**Brief**.
Reproduce every entry in the listing without alteration.

******************************

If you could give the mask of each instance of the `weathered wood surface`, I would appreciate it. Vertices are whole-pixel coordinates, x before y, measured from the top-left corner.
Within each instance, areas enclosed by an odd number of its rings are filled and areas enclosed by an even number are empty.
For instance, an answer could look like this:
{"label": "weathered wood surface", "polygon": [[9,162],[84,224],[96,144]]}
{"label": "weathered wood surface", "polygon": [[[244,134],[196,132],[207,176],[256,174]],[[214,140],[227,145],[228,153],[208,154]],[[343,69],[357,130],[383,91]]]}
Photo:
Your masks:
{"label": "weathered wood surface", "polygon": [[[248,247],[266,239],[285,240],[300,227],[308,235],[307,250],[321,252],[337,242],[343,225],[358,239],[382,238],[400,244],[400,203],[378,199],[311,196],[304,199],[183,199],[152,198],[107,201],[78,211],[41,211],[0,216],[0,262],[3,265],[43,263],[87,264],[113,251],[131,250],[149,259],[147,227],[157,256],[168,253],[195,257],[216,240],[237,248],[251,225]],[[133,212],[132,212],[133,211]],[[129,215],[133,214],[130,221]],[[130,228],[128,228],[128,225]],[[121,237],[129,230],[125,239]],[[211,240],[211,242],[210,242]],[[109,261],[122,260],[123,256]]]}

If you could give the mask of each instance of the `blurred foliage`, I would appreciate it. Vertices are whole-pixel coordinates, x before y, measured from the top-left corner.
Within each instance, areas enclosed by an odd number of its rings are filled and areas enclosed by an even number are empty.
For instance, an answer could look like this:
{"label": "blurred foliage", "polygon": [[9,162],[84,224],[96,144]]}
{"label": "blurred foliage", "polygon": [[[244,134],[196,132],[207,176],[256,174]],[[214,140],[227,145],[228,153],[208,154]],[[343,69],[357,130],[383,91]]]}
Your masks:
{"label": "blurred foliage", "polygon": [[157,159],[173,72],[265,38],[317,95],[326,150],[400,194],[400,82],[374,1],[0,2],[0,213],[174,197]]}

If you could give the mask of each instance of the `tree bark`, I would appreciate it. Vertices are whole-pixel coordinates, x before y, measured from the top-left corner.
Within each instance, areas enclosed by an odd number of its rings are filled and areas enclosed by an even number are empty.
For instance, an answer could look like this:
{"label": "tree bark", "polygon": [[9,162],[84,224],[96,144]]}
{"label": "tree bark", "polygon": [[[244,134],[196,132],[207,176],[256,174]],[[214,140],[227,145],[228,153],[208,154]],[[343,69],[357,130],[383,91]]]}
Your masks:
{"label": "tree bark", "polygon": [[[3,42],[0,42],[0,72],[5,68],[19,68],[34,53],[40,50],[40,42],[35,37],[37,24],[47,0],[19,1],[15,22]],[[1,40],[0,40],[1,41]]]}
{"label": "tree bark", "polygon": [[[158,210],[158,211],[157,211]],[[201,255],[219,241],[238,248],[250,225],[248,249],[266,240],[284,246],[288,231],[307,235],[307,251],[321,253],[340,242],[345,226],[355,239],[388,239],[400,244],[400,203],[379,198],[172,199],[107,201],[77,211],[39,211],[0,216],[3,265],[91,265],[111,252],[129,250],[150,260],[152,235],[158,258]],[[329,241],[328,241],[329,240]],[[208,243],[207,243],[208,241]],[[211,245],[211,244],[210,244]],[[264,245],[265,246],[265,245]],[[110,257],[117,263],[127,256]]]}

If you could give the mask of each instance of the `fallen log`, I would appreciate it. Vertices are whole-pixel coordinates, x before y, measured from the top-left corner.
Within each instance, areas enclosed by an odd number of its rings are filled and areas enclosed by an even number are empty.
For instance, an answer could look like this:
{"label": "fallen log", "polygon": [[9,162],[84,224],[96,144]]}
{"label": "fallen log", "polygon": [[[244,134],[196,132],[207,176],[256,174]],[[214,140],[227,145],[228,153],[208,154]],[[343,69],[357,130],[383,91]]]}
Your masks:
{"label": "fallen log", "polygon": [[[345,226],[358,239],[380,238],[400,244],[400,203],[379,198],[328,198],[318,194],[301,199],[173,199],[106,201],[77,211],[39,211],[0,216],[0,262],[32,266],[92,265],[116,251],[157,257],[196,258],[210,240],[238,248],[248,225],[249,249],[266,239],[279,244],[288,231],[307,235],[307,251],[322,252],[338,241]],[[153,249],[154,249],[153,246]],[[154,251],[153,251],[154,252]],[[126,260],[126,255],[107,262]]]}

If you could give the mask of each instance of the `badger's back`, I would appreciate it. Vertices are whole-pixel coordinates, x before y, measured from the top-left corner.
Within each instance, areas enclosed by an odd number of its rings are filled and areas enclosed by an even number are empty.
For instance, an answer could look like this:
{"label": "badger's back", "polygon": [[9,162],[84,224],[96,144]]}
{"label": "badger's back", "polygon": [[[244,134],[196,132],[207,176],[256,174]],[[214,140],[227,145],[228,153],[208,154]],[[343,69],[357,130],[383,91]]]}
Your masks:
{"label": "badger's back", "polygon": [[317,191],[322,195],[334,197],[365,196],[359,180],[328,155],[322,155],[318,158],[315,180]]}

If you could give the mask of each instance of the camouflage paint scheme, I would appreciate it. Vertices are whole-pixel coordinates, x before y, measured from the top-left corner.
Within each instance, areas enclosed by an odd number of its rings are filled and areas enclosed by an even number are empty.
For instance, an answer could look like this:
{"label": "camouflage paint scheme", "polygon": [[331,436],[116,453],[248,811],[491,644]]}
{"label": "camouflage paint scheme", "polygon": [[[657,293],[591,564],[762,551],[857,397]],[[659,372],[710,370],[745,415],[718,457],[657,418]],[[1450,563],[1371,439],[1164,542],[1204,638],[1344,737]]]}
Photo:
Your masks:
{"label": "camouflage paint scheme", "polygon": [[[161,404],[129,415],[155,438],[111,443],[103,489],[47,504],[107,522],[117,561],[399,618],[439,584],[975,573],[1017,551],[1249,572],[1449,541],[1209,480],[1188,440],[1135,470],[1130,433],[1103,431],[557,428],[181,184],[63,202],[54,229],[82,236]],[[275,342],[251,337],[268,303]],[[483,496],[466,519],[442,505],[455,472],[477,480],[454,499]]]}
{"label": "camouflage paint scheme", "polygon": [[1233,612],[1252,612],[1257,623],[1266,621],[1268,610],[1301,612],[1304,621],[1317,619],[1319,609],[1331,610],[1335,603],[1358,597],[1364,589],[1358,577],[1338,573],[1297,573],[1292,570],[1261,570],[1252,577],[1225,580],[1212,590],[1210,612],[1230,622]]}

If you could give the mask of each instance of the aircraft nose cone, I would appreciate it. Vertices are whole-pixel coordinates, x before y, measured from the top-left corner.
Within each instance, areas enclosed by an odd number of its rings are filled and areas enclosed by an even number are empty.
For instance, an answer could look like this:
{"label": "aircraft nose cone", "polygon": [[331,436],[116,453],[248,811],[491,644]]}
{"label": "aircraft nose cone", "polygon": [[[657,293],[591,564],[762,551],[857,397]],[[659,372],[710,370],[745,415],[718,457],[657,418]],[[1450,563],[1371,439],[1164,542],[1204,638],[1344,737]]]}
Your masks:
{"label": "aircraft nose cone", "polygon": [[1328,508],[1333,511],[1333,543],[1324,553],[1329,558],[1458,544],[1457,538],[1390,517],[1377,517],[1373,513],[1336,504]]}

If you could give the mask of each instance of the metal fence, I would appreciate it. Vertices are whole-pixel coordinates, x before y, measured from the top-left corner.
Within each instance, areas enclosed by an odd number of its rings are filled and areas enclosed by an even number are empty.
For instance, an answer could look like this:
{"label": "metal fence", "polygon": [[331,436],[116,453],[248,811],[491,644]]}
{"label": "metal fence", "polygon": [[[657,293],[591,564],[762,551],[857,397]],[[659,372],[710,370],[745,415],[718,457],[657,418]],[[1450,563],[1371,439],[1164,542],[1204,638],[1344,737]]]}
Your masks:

******************************

**Result for this exercise**.
If you could give the mask of each instance of the `weathered wood surface`, I would appreciate it. Vertices are whole-pixel coordinates, x before y, measured from the top-left corner.
Within each instance, areas enclosed by an odd number of its rings are filled and areas enclosed by an even number are empty.
For instance, an answer could look like this:
{"label": "weathered wood surface", "polygon": [[9,162],[84,224],[96,144]]}
{"label": "weathered wood surface", "polygon": [[[244,134],[196,132],[207,176],[256,174]],[[214,140],[227,145],[228,153],[208,154]],[[343,69],[357,130],[383,91]]]}
Photo:
Your masks:
{"label": "weathered wood surface", "polygon": [[[248,247],[266,239],[285,240],[300,227],[308,235],[307,250],[321,252],[337,242],[343,225],[358,239],[382,238],[400,244],[400,203],[378,199],[311,196],[304,199],[183,199],[152,198],[107,201],[78,211],[41,211],[0,216],[0,262],[3,265],[43,263],[87,264],[113,251],[131,250],[149,259],[147,227],[157,256],[168,253],[195,257],[216,240],[237,248],[251,225]],[[133,212],[132,212],[133,211]],[[129,215],[133,214],[130,221]],[[130,228],[128,228],[128,225]],[[121,237],[129,230],[125,239]],[[211,240],[211,242],[210,242]],[[109,261],[122,260],[123,256]]]}

If you could give the mask of each instance of the `blurred foliage`, I would appreciate it. Vertices are whole-pixel coordinates, x before y, measured from the top-left corner.
Within each instance, areas enclosed by an odd number of its rings are filled and areas enclosed by an even number are empty.
For instance, an answer could look like this:
{"label": "blurred foliage", "polygon": [[9,162],[84,224],[96,144]]}
{"label": "blurred foliage", "polygon": [[[244,134],[196,132],[207,176],[256,174]],[[214,140],[227,145],[228,153],[208,154]],[[343,69],[357,130],[383,91]]]}
Your masks:
{"label": "blurred foliage", "polygon": [[157,159],[173,72],[265,38],[317,95],[326,150],[400,194],[400,82],[374,1],[0,2],[0,213],[174,197]]}

If you could give the mask of each instance of the `tree bark`, I would appreciate it. Vertices are whole-pixel coordinates, x before y, measured from the top-left corner.
Within each instance, areas enclosed by an odd number of its rings are filled and areas enclosed by an even number are empty.
For instance, an answer could look like this:
{"label": "tree bark", "polygon": [[9,162],[84,224],[96,144]]}
{"label": "tree bark", "polygon": [[[244,134],[196,132],[207,176],[256,174]],[[214,140],[227,145],[228,153],[208,154]],[[343,69],[357,130],[383,91]]]}
Your masks:
{"label": "tree bark", "polygon": [[[3,42],[0,42],[0,72],[5,68],[19,68],[34,53],[40,50],[40,42],[35,37],[37,24],[47,0],[19,1],[15,22]],[[1,40],[0,40],[1,41]]]}
{"label": "tree bark", "polygon": [[[158,210],[158,211],[157,211]],[[201,255],[219,241],[238,248],[250,225],[248,249],[266,240],[284,246],[288,231],[307,235],[307,251],[321,253],[340,242],[345,226],[355,239],[388,239],[400,244],[400,203],[379,198],[172,199],[107,201],[77,211],[39,211],[0,216],[3,265],[91,265],[111,252],[129,250],[150,260],[152,235],[158,258]],[[329,241],[328,241],[329,240]],[[208,243],[207,243],[208,241]],[[211,245],[211,244],[210,244]],[[264,245],[265,246],[265,245]],[[110,257],[117,263],[127,256]]]}

If you could give the mask of each instance of the `fallen log`, I would appreciate it. Vertices are whole-pixel coordinates, x before y, measured from the top-left corner.
Within each instance, areas enclosed by an odd number of its rings are filled and areas enclosed by an even number are empty.
For instance, an answer could look like this:
{"label": "fallen log", "polygon": [[9,162],[84,224],[96,144]]}
{"label": "fallen log", "polygon": [[[244,134],[196,132],[207,176],[256,174]],[[214,140],[227,145],[228,153],[208,154]],[[343,69],[357,130],[383,91]]]}
Your masks:
{"label": "fallen log", "polygon": [[[345,226],[358,239],[380,238],[400,244],[400,203],[379,198],[328,198],[318,194],[301,199],[173,199],[106,201],[77,211],[39,211],[0,216],[0,262],[32,266],[92,265],[116,251],[157,257],[196,258],[210,240],[238,248],[248,225],[249,249],[266,239],[279,244],[288,231],[307,235],[307,251],[322,252],[338,241]],[[153,249],[154,249],[153,246]],[[154,251],[153,251],[154,252]],[[126,260],[126,255],[107,262]]]}

If you could give the mask of each instance of the `badger's back`, I would appreciate it. Vertices are whole-pixel coordinates, x before y, measured from the top-left corner.
Within each instance, areas enclosed by an odd number of its rings are filled and areas enclosed by an even number are empty.
For instance, an answer could look like this:
{"label": "badger's back", "polygon": [[9,162],[84,224],[96,144]]}
{"label": "badger's back", "polygon": [[[244,134],[196,132],[207,176],[256,174]],[[214,140],[227,145],[228,153],[208,154]],[[343,69],[357,130],[383,91]]]}
Your masks:
{"label": "badger's back", "polygon": [[317,191],[322,195],[334,197],[365,196],[359,180],[328,155],[322,155],[318,158],[315,180]]}

If you could give the mask of each instance of the camouflage paint scheme, I would appreciate it. Vertices are whole-pixel coordinates, x before y, measured from the top-left corner.
Within each instance, areas enclosed by an odd number of its rings are filled and areas enclosed by an even number are empty.
For instance, an answer could look like this:
{"label": "camouflage paint scheme", "polygon": [[331,436],[116,453],[248,811],[491,644]]}
{"label": "camouflage paint scheme", "polygon": [[[657,293],[591,564],[762,551],[857,397]],[[659,372],[710,370],[745,415],[718,457],[657,418]],[[1450,563],[1371,439],[1164,542],[1204,638],[1344,737]]]}
Photo:
Your masks:
{"label": "camouflage paint scheme", "polygon": [[[161,404],[129,415],[155,438],[111,443],[103,489],[47,504],[107,522],[117,561],[399,618],[439,584],[975,573],[1017,551],[1249,572],[1449,541],[1209,480],[1188,440],[1135,470],[1130,433],[1103,431],[557,428],[181,184],[63,202],[54,229],[82,236]],[[275,342],[251,337],[268,303]],[[483,496],[466,519],[442,505],[455,472],[477,480],[454,499]]]}
{"label": "camouflage paint scheme", "polygon": [[1233,612],[1252,612],[1257,623],[1266,621],[1268,610],[1301,612],[1304,621],[1317,619],[1319,609],[1331,610],[1335,603],[1358,597],[1364,589],[1358,577],[1338,573],[1297,573],[1292,570],[1261,570],[1252,577],[1225,580],[1212,590],[1210,612],[1230,622]]}

If you could give the mask of each instance of the aircraft nose cone, I would appreciate it. Vertices are whole-pixel coordinates, x before y, measured from the top-left corner.
Within each instance, areas enclosed by an odd number of its rings are filled and areas enclosed by an even number are empty.
For instance, an answer could look like this:
{"label": "aircraft nose cone", "polygon": [[331,436],[116,453],[248,811],[491,644]]}
{"label": "aircraft nose cone", "polygon": [[[657,293],[591,564],[762,551],[857,397]],[[659,372],[710,370],[745,415],[718,457],[657,418]],[[1450,563],[1371,439],[1164,542],[1204,638],[1344,737]]]}
Your masks:
{"label": "aircraft nose cone", "polygon": [[1328,508],[1333,511],[1333,543],[1324,553],[1329,558],[1458,544],[1457,538],[1390,517],[1377,517],[1373,513],[1336,504]]}

If you could give the mask of each instance of the metal fence, I would appreciate it. Vertices are whole-pixel coordinates, x before y, measured from the top-left corner.
Within each instance, areas enclosed by an odd number of its rings are filled and areas enclosed by an even number are empty.
For instance, an answer could look like this:
{"label": "metal fence", "polygon": [[331,436],[116,453],[248,811],[491,644]]}
{"label": "metal fence", "polygon": [[[657,293],[591,564],[762,551],[857,397]],[[659,372],[710,370],[745,415],[718,457],[657,418]],[[1450,563],[1371,439],[1164,542],[1204,638],[1344,737]]]}
Your masks:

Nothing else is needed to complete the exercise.